**SEÇÃO DO DOCUMENTO**
------------------------------------------------------------------------
As disputas eleitorais de ontem e de hoje
Gilberto Sant´Anna
No período imediatamente depois à proclamação da República aconteceu a deflagração da Primeira Grande Guerra, quando o Brasil declarou neutralidade, isto é não participou oficialmente do conflito, “(...) uma vez que o país possuía importantes transações comerciais – e dívidas - com os dois lados conflitantes (...)” Revista de História da Biblioteca Nacional, nº 101, fevereiro de 2014, pag. 64.
Nem por isso a paz grassou entre os homens, mulheres e crianças de boa vontade. Ocorreram inúmeras escaramuças em solo pátrio, encabeçadas pelo movimento social de caráter político-militar batizado de “TENENTISMO”.
------------------------------------------------------------------------
**EXERCÍCIO ESCRITO 1**
Reescreva de forma mais concisa o parágrafo do texto sobre as disputas eleitorais que começa com "No período imediatamente depois", preservando seus fatos principais.
------------------------------------------------------------------------
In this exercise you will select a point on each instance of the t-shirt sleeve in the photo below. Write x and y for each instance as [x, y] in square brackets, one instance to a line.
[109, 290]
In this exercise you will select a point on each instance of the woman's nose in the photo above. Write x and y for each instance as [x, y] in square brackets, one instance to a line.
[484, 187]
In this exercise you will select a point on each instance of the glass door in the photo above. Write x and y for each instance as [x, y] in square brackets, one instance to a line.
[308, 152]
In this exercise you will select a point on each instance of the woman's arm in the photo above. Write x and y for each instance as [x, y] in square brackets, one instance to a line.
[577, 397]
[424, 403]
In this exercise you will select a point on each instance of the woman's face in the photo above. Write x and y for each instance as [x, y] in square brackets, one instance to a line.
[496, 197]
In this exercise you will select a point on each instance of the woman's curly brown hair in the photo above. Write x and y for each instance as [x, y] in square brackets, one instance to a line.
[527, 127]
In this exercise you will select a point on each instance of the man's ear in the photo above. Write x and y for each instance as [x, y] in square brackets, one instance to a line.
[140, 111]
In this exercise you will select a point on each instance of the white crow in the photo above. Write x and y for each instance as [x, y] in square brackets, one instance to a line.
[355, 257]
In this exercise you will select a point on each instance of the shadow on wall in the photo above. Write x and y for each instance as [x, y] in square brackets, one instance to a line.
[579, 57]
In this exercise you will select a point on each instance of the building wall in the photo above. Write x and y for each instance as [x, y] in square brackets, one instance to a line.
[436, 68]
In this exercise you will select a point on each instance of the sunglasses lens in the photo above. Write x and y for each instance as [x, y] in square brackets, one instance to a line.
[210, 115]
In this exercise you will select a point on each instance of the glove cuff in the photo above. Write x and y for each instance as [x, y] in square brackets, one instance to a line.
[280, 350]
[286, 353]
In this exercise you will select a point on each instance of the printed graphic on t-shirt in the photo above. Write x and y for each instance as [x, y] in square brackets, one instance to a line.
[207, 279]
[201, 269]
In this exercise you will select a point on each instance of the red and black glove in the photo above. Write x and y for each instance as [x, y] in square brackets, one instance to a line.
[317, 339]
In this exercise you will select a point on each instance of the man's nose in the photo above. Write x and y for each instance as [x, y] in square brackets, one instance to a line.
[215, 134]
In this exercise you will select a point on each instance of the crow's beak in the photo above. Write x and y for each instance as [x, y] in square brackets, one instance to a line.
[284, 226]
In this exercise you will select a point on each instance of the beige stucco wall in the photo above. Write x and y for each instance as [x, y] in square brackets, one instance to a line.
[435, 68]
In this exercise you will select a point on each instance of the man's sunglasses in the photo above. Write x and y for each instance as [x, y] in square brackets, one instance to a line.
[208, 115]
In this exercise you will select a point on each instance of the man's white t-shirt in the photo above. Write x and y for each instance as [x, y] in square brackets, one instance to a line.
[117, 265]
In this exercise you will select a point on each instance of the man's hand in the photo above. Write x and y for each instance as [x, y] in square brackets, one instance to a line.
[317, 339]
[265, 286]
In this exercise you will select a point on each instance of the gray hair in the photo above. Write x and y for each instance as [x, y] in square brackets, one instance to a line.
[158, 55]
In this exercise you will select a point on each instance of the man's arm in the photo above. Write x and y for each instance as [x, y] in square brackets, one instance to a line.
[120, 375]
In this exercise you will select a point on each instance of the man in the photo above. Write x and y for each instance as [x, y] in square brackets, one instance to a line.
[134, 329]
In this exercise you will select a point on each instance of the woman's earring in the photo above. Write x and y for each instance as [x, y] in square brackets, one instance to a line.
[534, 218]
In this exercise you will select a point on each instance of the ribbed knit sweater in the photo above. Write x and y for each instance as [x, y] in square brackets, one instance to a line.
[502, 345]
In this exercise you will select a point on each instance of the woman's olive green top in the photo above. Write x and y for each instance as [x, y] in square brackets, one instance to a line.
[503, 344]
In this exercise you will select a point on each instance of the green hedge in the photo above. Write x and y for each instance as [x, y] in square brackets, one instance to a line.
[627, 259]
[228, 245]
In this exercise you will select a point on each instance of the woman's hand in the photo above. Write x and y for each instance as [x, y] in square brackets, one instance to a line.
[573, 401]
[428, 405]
------------------------------------------------------------------------
**EXERCÍCIO ESCRITO 2**
Retorne todas as linhas da listagem que contêm a palavra "olive", diferenciando maiúsculas de minúsculas.

**RESPOSTA DA TAREFA 1**
Logo após a proclamação da República, deflagrou-se a Primeira Grande Guerra, e o Brasil declarou neutralidade, sem participar oficialmente do conflito, pois mantinha importantes transações comerciais, e dívidas, com os dois lados (Revista de História da Biblioteca Nacional, nº 101, fevereiro de 2014, p. 64).

**RESPOSTA DA TAREFA 2**
In this exercise you will select a point on each instance of the woman's olive green top in the photo above. Write x and y for each instance as [x, y] in square brackets, one instance to a line.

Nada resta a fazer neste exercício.